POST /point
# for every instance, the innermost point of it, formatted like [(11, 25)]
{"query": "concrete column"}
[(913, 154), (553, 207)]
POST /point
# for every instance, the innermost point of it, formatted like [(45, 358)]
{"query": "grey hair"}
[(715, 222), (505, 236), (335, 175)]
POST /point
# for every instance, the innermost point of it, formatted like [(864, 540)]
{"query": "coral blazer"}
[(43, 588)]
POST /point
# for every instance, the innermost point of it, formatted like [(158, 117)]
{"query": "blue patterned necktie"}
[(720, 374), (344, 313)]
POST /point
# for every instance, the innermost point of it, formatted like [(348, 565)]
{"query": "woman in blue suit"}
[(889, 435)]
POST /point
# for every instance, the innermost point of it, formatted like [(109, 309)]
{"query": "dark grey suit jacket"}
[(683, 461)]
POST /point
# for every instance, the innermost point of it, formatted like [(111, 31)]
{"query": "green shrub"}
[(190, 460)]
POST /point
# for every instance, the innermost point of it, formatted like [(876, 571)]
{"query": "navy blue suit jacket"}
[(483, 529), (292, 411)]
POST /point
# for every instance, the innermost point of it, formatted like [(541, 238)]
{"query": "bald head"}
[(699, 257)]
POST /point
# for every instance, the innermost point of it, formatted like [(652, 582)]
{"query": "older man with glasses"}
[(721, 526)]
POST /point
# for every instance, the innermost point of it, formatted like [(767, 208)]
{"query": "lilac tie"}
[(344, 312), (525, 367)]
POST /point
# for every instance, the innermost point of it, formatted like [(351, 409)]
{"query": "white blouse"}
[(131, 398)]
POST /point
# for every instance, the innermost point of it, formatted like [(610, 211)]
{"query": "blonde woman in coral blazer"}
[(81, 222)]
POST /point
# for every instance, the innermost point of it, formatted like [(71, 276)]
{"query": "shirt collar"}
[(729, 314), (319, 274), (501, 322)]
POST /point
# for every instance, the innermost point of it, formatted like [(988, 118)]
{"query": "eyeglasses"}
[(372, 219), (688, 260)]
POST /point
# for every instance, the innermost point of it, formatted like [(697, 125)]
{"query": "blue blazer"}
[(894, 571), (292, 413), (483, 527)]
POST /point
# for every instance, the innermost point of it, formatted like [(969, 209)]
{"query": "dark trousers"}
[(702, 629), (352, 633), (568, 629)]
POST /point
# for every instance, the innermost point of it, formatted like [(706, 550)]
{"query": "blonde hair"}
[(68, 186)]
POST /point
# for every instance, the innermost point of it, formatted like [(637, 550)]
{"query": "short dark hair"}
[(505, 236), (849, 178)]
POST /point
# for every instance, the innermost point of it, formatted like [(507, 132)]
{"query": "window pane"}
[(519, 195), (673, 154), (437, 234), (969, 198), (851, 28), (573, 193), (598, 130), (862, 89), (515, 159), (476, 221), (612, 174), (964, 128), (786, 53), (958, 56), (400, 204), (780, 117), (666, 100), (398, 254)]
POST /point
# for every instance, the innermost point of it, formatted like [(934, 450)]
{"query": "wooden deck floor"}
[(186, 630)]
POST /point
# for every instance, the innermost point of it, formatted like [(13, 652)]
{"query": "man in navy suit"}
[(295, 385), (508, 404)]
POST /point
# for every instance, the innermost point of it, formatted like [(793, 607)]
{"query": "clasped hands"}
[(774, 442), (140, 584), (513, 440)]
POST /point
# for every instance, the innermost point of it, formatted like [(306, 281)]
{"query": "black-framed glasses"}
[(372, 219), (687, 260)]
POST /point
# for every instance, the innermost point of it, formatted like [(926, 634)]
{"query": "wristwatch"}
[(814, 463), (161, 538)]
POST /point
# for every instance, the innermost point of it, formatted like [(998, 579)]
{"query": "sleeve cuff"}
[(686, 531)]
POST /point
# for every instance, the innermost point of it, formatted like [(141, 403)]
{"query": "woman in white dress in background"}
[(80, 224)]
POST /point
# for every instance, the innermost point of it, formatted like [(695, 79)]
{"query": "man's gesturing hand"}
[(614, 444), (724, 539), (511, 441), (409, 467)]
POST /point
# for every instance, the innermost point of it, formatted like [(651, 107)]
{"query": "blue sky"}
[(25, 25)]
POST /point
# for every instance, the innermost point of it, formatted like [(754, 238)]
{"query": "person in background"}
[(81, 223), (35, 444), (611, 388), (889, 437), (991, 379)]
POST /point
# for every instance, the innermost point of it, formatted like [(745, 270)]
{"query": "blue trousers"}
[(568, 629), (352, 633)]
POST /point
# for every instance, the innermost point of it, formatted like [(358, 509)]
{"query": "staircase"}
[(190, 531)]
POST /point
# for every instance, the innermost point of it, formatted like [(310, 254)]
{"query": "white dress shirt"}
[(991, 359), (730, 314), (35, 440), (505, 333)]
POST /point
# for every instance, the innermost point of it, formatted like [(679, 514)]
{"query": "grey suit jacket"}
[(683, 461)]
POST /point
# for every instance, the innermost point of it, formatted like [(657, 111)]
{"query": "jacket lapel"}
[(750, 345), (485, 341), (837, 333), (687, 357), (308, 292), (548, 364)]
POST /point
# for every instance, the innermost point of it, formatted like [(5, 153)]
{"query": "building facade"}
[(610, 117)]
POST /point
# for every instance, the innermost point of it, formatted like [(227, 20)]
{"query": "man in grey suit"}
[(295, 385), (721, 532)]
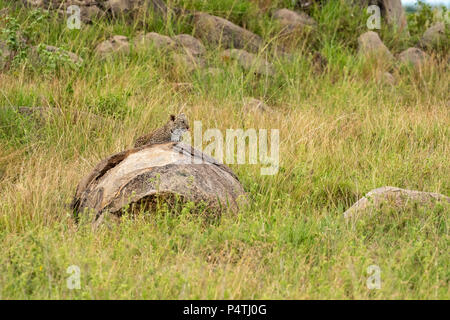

_Exercise details_
A verbatim copy of the entries, without the pictures, is what this task requires.

_Exercise output_
POST /point
# for every instance, the innermost point of it, formatted like [(11, 25)]
{"query": "concrete column"}
[(913, 154), (553, 207)]
POST /point
# for every instance, the innermost point of it, formatted like [(45, 358)]
{"query": "grey hair"}
[(715, 222), (505, 236), (335, 175)]
POST /point
# for every instance, the innermost point of it, formatted like [(864, 540)]
{"query": "coral blazer"}
[(43, 588)]
POST /point
# for every instance, the innermost point of it, formatted like [(158, 117)]
{"query": "blue patterned necktie"}
[(720, 374), (344, 313)]
POST /point
# for every instance, the innermost point of it, formatted like [(348, 565)]
{"query": "woman in blue suit"}
[(889, 435)]
POST /point
# for every instance, the innermost point of it, formatted like [(109, 309)]
{"query": "dark grey suit jacket"}
[(683, 461)]
POST /point
# for every instance, the innermost point of it, formatted like [(111, 31)]
{"query": "green shrub"}
[(190, 460)]
POST /point
# for every instance, the innermost point of it, formatted like [(876, 571)]
{"query": "navy blue suit jacket"}
[(483, 529), (292, 411)]
POST /point
# for every instance, the innermost point of it, formatted like [(541, 238)]
{"query": "bald head"}
[(699, 257)]
POST /point
# for every instance, the innermost point of it, formatted like [(652, 582)]
{"query": "older man with glasses"}
[(721, 526)]
POST /point
# for every instance, the innermost point of it, formatted like [(767, 208)]
{"query": "lilac tie"}
[(344, 312), (525, 367)]
POST /point
# for every instance, the innermost point of it, formatted like [(351, 409)]
{"query": "white blouse"}
[(131, 398)]
POST /point
# for every instance, the innermost point of it, formatted like [(610, 211)]
{"query": "blonde woman in coral blazer"}
[(81, 222)]
POST /point
# for every instance, the innermost point of it, formatted like [(71, 276)]
{"query": "shirt collar"}
[(729, 314), (319, 274), (501, 322)]
POST /point
# for every instance, the innermost point of it, formatted like [(988, 118)]
{"query": "eyeglasses"}
[(372, 219), (688, 260)]
POST /point
# for every instance, the innermost point of it, formatted like [(697, 125)]
{"query": "blue blazer"}
[(894, 571), (292, 413), (483, 527)]
POST /point
# for every instance, the innermost point of it, formatted like [(969, 209)]
{"query": "dark trousers"}
[(702, 629), (352, 633), (568, 629)]
POST /point
# for every instance, the innermost point of it, formatted like [(706, 550)]
{"query": "blonde hair"}
[(68, 186)]
POST /point
# for every instance, the innermost point of it, formatted like [(637, 550)]
{"query": "short dark hair"}
[(505, 236), (849, 178)]
POST /point
# for every instance, the innermost point of it, formatted like [(507, 132)]
{"query": "window pane"}
[(519, 195), (673, 154), (437, 234), (969, 198), (851, 28), (573, 193), (598, 130), (862, 89), (515, 159), (476, 221), (612, 174), (964, 128), (786, 53), (958, 56), (400, 204), (780, 117), (666, 100), (398, 254)]
POST /point
# for every instance, the innermost point of it, formatted like [(934, 450)]
{"query": "wooden deck floor"}
[(186, 630)]
POST /point
# for every instance, the innermost point of it, formatted like [(13, 652)]
{"query": "man in navy suit"}
[(295, 385), (508, 404)]
POST /point
# for every instance, the innermost point of it, formatted like [(793, 607)]
{"query": "clasped hands"}
[(774, 442), (140, 584), (513, 440)]
POST /point
# for every instance, the innermost point of it, formatted like [(306, 281)]
{"query": "black-framed glasses"}
[(372, 219), (687, 260)]
POST /point
# for every instance, the innermost point of it, formatted like [(926, 634)]
{"query": "wristwatch"}
[(814, 463), (161, 538)]
POST /point
# for every instance, the innermost point of it, formatted like [(998, 579)]
{"query": "sleeve cuff"}
[(686, 531)]
POST /point
# for every instance, the innermost point of it, formatted like [(141, 403)]
{"query": "woman in white dress in background"}
[(80, 224)]
POST /point
# for every instance, the innermost point of it, formatted like [(695, 79)]
{"query": "man's gesturing hand"}
[(614, 444), (724, 539), (511, 441), (409, 467)]
POST /point
# for every instance, the innermost point of it, formatted like [(651, 107)]
{"query": "blue sky"}
[(25, 25)]
POST /point
# for every instance, the innermost point of it, formatted like [(754, 238)]
{"query": "person in background"}
[(81, 223), (35, 444), (611, 388), (889, 437), (991, 379)]
POST /point
# for every instance, the innermost point of it, formatted like [(745, 270)]
{"query": "blue trousers"}
[(568, 629), (352, 633)]
POST /point
# for every instance, the innermost point of it, formatted like [(358, 509)]
{"query": "staircase"}
[(190, 531)]
POST /point
# for every instance, the innermost point of it, formatted like [(310, 254)]
{"query": "white dress shirt"}
[(991, 359), (730, 314), (35, 440), (505, 333)]
POST /point
# for every instance, the innermost point of it, formatted like [(679, 514)]
{"query": "grey suit jacket"}
[(683, 461)]
POST /point
# for every instance, the innermost point of it, formatted like [(657, 111)]
{"query": "jacket lapel"}
[(750, 345), (485, 341), (837, 333), (687, 357), (308, 292), (548, 364)]
POST /point
# for every instance, the innermost point of it, formatted like [(5, 153)]
{"query": "building facade"}
[(610, 117)]
POST /point
# for every instance, the innermost point of it, formatted like [(227, 20)]
{"query": "man in grey suit"}
[(295, 385), (721, 532)]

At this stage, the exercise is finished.